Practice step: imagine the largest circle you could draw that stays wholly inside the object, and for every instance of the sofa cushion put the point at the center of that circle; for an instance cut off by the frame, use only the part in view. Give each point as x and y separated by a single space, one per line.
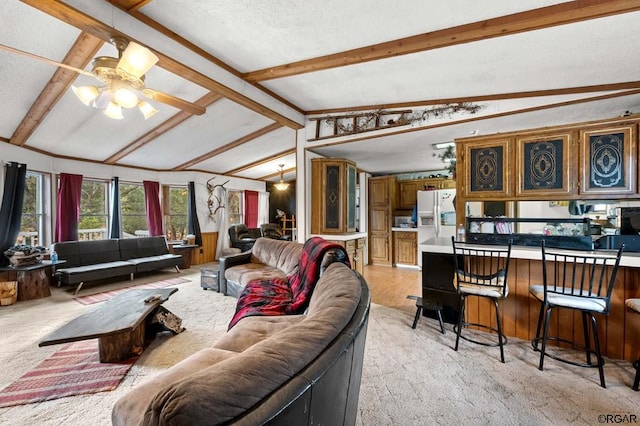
78 274
245 273
251 330
283 255
133 405
222 392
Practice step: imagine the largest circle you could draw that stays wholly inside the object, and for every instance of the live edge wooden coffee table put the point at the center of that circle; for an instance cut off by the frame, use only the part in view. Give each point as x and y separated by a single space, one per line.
119 324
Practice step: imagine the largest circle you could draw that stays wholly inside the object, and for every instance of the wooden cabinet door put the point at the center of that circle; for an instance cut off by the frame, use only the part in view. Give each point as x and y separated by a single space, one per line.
379 220
545 165
608 160
408 193
405 249
487 169
379 250
379 191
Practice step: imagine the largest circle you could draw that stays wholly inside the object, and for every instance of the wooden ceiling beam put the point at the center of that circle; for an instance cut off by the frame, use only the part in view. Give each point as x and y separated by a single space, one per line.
231 145
261 162
164 127
130 5
81 53
531 20
277 174
84 22
483 98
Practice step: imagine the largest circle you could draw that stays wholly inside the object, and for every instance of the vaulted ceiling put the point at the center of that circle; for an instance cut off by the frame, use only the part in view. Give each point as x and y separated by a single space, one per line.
264 70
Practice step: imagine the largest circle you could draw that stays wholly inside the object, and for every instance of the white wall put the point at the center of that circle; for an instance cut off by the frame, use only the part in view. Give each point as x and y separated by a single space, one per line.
46 164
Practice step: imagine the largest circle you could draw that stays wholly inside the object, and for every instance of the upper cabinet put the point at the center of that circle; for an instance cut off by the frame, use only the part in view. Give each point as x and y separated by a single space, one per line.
333 199
486 168
581 161
608 160
544 165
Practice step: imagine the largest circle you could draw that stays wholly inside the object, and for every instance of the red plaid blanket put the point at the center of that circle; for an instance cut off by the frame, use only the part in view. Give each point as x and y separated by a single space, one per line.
290 296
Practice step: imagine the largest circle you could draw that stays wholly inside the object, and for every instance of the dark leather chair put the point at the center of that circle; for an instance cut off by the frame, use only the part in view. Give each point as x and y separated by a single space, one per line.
243 237
273 231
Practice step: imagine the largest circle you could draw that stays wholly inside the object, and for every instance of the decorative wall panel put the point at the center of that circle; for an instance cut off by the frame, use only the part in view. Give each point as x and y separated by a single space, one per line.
609 160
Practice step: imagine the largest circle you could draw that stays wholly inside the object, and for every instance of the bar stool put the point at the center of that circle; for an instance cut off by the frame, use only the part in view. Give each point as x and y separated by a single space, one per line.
430 306
581 281
634 305
482 270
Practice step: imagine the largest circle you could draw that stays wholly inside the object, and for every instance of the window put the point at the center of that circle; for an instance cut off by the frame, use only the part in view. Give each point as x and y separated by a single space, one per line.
94 215
234 204
175 199
133 208
32 225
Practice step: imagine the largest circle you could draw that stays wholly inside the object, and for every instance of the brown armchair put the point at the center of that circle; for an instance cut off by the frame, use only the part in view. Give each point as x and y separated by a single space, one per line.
243 237
273 231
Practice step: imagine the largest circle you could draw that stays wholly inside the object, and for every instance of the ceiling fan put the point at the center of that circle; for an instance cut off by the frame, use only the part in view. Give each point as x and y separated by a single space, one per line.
123 80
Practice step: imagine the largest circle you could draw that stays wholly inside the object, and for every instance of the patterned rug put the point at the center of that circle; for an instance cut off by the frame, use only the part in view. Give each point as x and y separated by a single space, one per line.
75 369
106 295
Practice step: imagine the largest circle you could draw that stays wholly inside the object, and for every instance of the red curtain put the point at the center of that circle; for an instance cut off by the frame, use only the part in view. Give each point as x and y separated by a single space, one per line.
69 195
251 208
154 211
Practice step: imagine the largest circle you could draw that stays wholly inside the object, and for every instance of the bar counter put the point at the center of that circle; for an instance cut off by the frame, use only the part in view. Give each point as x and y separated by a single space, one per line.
619 332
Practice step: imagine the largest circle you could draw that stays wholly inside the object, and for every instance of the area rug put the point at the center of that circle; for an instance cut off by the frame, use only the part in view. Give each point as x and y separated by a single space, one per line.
106 295
75 369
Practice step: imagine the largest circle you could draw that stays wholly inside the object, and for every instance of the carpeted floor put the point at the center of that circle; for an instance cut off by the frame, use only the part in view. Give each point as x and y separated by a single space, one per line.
410 377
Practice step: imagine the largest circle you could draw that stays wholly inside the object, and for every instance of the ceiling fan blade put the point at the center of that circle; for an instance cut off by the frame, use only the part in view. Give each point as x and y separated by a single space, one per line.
45 60
174 102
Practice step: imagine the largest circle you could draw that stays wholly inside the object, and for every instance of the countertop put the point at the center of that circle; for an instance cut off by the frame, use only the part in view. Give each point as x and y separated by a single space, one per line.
341 237
443 245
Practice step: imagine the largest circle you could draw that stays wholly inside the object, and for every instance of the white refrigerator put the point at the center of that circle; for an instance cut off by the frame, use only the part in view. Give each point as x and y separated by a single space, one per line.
436 216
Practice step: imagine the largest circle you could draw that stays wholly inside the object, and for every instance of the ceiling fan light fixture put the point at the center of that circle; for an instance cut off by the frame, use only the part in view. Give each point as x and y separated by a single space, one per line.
114 111
146 109
136 60
125 97
282 185
86 94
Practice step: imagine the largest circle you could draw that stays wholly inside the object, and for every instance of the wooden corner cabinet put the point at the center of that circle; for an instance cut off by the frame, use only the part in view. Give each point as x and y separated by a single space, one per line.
382 200
333 196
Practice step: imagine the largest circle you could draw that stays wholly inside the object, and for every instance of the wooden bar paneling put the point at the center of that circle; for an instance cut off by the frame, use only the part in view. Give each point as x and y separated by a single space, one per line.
619 332
207 252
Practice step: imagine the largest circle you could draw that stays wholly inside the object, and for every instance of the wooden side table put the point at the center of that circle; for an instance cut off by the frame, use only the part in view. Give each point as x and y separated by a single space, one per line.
185 250
33 280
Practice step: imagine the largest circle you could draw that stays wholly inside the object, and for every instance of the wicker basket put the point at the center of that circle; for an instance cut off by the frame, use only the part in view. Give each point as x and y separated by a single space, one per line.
8 292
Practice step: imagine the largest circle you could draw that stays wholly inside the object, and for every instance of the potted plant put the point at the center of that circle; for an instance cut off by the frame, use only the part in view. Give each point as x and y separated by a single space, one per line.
449 156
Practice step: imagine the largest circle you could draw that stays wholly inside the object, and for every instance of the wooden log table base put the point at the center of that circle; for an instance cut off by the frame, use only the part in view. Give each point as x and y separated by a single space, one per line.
120 323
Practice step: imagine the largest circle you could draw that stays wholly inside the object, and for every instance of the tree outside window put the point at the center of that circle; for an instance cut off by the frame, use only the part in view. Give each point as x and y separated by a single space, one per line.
174 206
32 225
133 210
234 207
94 214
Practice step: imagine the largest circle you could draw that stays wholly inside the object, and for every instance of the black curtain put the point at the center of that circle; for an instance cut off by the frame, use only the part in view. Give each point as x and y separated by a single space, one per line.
114 226
193 226
15 180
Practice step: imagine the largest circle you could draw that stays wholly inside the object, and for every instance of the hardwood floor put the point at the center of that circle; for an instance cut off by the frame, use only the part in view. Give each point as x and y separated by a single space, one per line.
391 286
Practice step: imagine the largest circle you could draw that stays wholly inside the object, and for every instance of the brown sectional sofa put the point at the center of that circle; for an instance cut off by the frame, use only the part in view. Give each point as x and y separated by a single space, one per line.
267 259
280 370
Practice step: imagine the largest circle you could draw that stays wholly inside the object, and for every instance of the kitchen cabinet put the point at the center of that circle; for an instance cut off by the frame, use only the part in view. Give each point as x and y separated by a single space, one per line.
333 196
407 193
405 248
408 189
382 201
608 160
486 165
545 165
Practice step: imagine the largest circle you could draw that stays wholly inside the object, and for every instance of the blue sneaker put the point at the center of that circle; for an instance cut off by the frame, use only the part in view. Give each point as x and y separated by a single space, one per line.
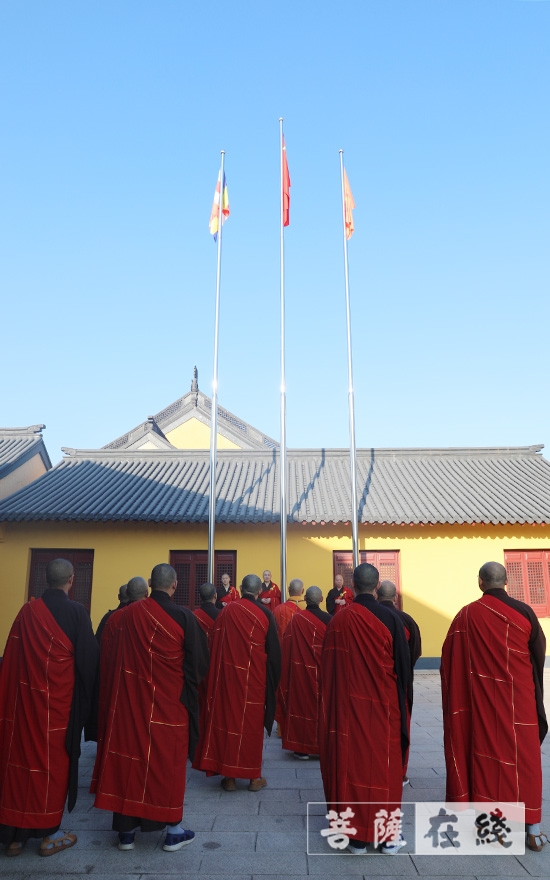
174 842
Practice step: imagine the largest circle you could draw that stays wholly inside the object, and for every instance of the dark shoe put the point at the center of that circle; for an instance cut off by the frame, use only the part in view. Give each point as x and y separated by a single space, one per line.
228 784
173 842
535 842
50 847
257 784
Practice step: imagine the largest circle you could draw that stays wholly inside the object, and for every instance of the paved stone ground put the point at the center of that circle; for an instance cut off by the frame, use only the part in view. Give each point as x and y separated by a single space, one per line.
262 835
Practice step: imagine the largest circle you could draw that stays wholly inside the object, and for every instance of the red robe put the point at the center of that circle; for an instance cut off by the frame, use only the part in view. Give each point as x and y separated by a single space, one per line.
283 614
346 594
207 625
274 594
232 741
141 766
36 709
362 715
491 726
231 596
300 687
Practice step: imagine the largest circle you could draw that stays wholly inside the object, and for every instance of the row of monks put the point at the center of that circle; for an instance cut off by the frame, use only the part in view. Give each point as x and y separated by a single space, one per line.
204 685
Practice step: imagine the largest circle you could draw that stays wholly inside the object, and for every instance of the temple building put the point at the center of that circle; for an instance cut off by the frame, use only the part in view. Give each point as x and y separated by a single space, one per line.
428 518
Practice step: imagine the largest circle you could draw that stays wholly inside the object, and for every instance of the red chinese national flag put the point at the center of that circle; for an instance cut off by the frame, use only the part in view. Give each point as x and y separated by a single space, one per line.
286 189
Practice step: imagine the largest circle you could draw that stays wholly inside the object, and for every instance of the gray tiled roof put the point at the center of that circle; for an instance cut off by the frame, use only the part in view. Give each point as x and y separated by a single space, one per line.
18 445
499 485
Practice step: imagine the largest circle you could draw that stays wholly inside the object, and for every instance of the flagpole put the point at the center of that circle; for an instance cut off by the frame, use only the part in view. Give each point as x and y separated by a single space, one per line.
351 402
214 413
282 451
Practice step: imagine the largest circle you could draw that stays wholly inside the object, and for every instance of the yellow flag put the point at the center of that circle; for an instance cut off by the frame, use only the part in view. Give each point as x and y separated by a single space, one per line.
349 205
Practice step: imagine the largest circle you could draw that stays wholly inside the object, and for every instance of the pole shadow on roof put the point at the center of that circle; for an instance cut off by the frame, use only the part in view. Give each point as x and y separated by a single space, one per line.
366 490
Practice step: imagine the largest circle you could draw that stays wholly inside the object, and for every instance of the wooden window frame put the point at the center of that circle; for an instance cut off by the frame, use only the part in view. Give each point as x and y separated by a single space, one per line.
524 569
187 591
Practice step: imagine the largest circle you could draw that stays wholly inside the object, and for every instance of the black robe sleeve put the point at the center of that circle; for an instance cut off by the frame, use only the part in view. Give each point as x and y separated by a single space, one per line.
401 660
331 596
273 668
195 661
195 667
75 623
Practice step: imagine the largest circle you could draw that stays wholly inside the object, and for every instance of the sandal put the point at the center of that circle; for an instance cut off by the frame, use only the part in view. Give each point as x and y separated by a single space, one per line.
535 842
49 847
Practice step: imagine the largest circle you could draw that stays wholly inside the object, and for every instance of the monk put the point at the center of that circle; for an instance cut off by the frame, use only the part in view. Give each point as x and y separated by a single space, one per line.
493 714
300 687
161 657
208 611
387 596
339 597
245 669
283 613
122 602
363 728
135 590
270 594
206 616
47 680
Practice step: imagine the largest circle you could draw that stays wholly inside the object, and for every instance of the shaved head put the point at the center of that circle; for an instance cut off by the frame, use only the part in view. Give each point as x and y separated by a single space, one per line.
136 589
251 584
387 591
365 578
295 587
163 577
314 596
58 573
492 576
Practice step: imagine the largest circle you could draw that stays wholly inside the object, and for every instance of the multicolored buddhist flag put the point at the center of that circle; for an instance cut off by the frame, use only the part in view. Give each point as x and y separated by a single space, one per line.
349 205
214 216
286 189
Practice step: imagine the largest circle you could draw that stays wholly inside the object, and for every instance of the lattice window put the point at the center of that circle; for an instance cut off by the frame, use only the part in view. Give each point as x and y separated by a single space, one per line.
386 561
183 571
83 562
529 578
192 570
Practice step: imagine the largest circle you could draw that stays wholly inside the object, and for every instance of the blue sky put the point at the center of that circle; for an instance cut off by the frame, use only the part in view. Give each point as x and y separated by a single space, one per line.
114 114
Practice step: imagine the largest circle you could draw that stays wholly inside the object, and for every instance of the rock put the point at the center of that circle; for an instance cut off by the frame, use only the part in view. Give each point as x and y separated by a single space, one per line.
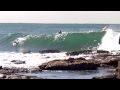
8 71
49 51
18 62
69 65
79 52
112 76
102 51
2 76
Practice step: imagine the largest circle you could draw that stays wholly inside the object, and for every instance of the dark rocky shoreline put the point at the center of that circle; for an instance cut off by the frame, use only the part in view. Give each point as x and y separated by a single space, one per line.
12 73
98 59
101 59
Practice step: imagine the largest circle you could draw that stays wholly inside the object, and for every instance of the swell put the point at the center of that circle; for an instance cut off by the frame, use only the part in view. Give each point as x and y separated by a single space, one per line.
63 42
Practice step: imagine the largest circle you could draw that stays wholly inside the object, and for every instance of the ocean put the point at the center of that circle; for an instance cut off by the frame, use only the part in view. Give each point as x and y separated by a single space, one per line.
16 38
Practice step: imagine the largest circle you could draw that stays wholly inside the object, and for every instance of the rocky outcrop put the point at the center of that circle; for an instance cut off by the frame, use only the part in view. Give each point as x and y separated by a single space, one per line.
11 73
18 62
81 63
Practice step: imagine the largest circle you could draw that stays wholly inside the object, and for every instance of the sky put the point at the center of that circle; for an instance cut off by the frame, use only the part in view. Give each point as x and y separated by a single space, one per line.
104 17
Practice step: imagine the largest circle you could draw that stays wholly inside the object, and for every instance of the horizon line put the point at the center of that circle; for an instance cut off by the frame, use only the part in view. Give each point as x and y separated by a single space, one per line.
50 23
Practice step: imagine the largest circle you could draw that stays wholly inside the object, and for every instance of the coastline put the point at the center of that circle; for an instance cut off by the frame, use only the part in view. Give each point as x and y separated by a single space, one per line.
80 60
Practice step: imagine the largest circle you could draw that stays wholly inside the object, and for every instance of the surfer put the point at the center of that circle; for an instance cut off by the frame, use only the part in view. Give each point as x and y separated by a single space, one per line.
105 28
60 32
119 40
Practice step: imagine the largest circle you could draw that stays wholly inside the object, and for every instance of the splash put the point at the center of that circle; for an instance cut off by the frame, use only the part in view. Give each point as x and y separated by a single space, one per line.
110 41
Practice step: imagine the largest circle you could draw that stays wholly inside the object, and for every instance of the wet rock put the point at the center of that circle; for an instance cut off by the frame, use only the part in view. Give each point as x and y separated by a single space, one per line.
102 51
49 51
79 52
69 65
112 76
18 62
6 70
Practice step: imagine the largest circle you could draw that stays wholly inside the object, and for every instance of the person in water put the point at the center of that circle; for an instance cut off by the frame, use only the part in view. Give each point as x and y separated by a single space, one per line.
60 32
105 28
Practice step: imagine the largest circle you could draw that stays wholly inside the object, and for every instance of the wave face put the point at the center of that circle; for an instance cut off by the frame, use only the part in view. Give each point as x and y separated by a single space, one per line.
62 42
110 41
35 37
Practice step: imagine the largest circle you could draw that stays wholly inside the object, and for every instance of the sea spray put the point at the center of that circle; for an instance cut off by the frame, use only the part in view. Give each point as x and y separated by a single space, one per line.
110 41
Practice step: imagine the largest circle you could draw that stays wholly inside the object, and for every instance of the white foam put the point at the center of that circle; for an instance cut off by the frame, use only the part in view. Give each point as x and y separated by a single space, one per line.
20 40
110 41
32 60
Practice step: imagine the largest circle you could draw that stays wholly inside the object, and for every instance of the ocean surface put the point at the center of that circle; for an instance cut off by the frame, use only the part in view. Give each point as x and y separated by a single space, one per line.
18 37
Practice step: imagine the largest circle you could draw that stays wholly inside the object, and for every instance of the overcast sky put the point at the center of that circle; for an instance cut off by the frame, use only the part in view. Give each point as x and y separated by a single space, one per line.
60 17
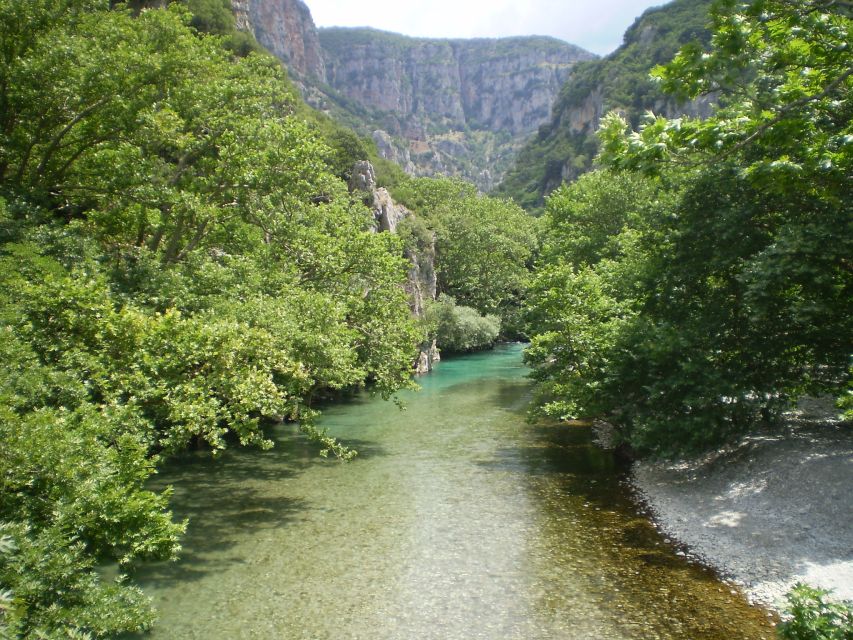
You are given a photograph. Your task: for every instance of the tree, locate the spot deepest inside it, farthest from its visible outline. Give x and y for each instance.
(743, 301)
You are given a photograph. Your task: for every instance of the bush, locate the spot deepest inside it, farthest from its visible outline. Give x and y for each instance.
(813, 617)
(461, 329)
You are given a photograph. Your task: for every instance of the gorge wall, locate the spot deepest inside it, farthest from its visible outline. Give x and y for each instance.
(565, 147)
(450, 107)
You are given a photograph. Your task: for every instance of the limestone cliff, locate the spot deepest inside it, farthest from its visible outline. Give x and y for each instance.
(505, 84)
(565, 147)
(287, 30)
(421, 283)
(448, 107)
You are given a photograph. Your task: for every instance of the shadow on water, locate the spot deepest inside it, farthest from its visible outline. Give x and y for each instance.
(463, 521)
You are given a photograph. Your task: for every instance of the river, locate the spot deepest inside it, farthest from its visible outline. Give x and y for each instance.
(457, 521)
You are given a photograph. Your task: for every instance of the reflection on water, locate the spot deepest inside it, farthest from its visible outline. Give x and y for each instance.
(457, 521)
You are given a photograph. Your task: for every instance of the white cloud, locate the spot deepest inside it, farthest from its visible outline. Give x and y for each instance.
(596, 25)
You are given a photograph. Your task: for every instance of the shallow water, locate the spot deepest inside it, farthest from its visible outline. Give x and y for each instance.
(457, 521)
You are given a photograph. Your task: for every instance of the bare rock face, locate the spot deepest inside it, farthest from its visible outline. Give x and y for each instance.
(387, 213)
(503, 84)
(443, 107)
(565, 147)
(421, 283)
(287, 30)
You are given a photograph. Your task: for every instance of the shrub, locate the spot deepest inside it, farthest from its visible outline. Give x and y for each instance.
(814, 617)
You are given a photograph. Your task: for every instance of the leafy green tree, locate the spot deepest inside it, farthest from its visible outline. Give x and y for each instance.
(813, 616)
(179, 265)
(483, 245)
(461, 329)
(740, 299)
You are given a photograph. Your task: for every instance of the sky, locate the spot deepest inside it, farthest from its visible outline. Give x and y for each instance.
(595, 25)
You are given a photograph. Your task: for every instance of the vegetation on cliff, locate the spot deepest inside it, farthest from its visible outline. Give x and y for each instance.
(702, 282)
(483, 247)
(179, 264)
(566, 147)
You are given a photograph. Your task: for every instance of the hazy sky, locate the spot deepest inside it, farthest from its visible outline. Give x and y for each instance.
(595, 25)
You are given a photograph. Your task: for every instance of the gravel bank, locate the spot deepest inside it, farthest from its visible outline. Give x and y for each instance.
(774, 510)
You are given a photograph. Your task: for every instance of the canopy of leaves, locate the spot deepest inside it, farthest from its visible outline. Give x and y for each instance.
(179, 264)
(566, 147)
(483, 245)
(724, 290)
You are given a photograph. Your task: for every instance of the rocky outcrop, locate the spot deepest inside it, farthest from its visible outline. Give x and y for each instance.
(565, 147)
(436, 107)
(386, 212)
(503, 84)
(422, 283)
(287, 30)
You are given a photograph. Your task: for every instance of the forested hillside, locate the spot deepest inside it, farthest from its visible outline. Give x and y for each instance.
(565, 148)
(179, 264)
(700, 282)
(182, 263)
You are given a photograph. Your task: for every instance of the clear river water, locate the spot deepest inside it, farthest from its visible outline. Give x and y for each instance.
(458, 520)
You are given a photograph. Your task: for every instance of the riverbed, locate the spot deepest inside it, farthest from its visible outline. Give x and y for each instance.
(458, 520)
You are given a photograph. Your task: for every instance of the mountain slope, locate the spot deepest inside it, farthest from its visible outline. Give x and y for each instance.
(564, 148)
(449, 107)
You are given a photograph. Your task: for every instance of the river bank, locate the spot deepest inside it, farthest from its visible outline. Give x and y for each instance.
(769, 512)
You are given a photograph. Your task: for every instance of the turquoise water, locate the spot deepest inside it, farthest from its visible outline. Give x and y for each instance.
(458, 520)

********************

◆ **Request**: With the line containing "the riverbed, locate" as the first and the last line of the records as the final one, print exactly the lines in that span.

◆ **Result of the exercise**:
You are given a photograph. Your task: for every instance of the riverbed, locate the spot deepest inside it, farthest from its visible outline. Give x and y for each instance.
(458, 520)
You are given a photograph. Your task: for every instance of the mountain slope, locate the spot deepest inside it, farthest from its visible outline. Give x and y for each instance.
(564, 148)
(449, 107)
You are given a photograph. Your task: for every instance of the river bank, locate the spot deepest inside it, farthest from its visible outline. Give x and y for each instance.
(769, 512)
You are given a photograph. Your task: for every instance of the turquoise water, locate the spot deepest inside it, farthest from its visible outline. Give x and y for each instance.
(458, 520)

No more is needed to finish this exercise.